● AUFGABENSTELLUNG: Kopiere aus dem Text über den Konsumverzicht wortgetreu den Abschnitt, der mit „Weniger Konsum, mehr“ beginnt und mit „zu viel Überflüssiges?“ endet.

● SEITE:
---------------

Weniger Konsum, mehr Lebensqualität? Was macht es mit einem, wenn man eine Weile nichts Überflüssiges kauft? Unter dem Hashtag #nobuy teilen gerade viele bei Social Media ihre Erfahrungen. Unsere Autorin hat's ausprobiert 

 

Das Kassenband ist fast voll, dabei wollte ich nur kurz Windeln für meinen Sohn kaufen. Am Ende bezahle ich 40 Euro – unter anderem für Lidschatten, Bio-Brotaufstrich, Lakritz, ein Hyaluron-Augengel und irgendeinen fancy "Harmonie"-Tee. Die Windeln habe ich vergessen. 

"Gönne" ich mir zu viel Überflüssiges? 

Geld ausgeben geht schnell. Vor allem am Monatsanfang, wenn das Konto an seinem Zenit ist und man sich nach einem harten Tag etwas "gönnen" will. Dabei bin ich nach einem Jahr Elternzeit und diversen Steuerrückzahlungen gerade gefühlt pleite. Und zu Hause quellen die Schubladen und Regale sowieso schon über. 

Deshalb hat mich die Idee sofort überzeugt, eine Zeit lang nichts Überflüssiges zu kaufen und damit das eigene Konsumverhalten infrage zu stellen: Warum kaufe ich das jetzt? Brauche ich das wirklich? Welche kostenfreie Alternative gibt es?

---------------

● AUSZÜGE MATERIAL:
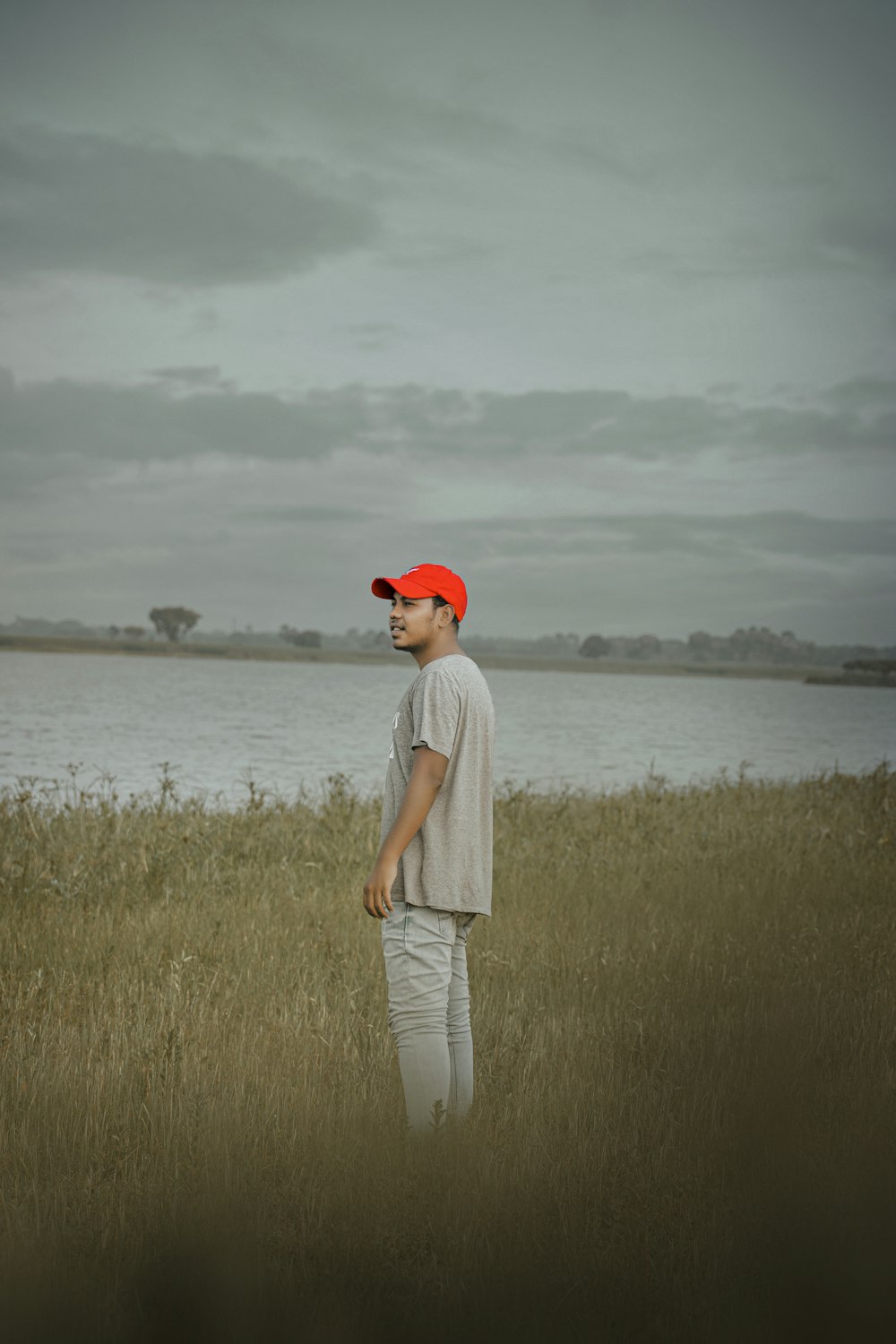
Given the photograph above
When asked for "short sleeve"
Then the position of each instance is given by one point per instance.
(437, 712)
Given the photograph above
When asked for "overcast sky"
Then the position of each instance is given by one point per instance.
(592, 301)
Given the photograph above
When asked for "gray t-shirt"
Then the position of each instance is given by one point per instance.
(447, 865)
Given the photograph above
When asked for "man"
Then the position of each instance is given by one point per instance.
(433, 874)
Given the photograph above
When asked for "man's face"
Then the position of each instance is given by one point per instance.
(413, 623)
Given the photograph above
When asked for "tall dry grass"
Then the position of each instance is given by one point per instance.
(684, 1016)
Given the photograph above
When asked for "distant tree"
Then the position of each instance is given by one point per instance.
(171, 620)
(301, 639)
(884, 667)
(646, 647)
(595, 647)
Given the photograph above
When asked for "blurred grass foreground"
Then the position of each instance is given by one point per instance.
(683, 1013)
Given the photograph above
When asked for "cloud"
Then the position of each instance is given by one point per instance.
(96, 204)
(190, 413)
(769, 535)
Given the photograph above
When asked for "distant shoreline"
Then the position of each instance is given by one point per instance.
(512, 663)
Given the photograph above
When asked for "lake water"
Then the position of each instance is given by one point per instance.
(292, 725)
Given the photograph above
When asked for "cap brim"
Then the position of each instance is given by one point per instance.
(386, 588)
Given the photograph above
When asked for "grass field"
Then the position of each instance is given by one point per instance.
(683, 1010)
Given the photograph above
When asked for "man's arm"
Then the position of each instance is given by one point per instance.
(426, 780)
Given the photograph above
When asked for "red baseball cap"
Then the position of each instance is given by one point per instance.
(426, 581)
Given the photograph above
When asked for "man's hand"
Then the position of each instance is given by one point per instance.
(378, 887)
(426, 780)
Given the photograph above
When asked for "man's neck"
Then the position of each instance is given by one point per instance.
(438, 650)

---------------

● ERGEBNIS:
Weniger Konsum, mehr Lebensqualität? Was macht es mit einem, wenn man eine Weile nichts Überflüssiges kauft? Unter dem Hashtag #nobuy teilen gerade viele bei Social Media ihre Erfahrungen. Unsere Autorin hat's ausprobiert 

 

Das Kassenband ist fast voll, dabei wollte ich nur kurz Windeln für meinen Sohn kaufen. Am Ende bezahle ich 40 Euro – unter anderem für Lidschatten, Bio-Brotaufstrich, Lakritz, ein Hyaluron-Augengel und irgendeinen fancy "Harmonie"-Tee. Die Windeln habe ich vergessen. 

"Gönne" ich mir zu viel Überflüssiges?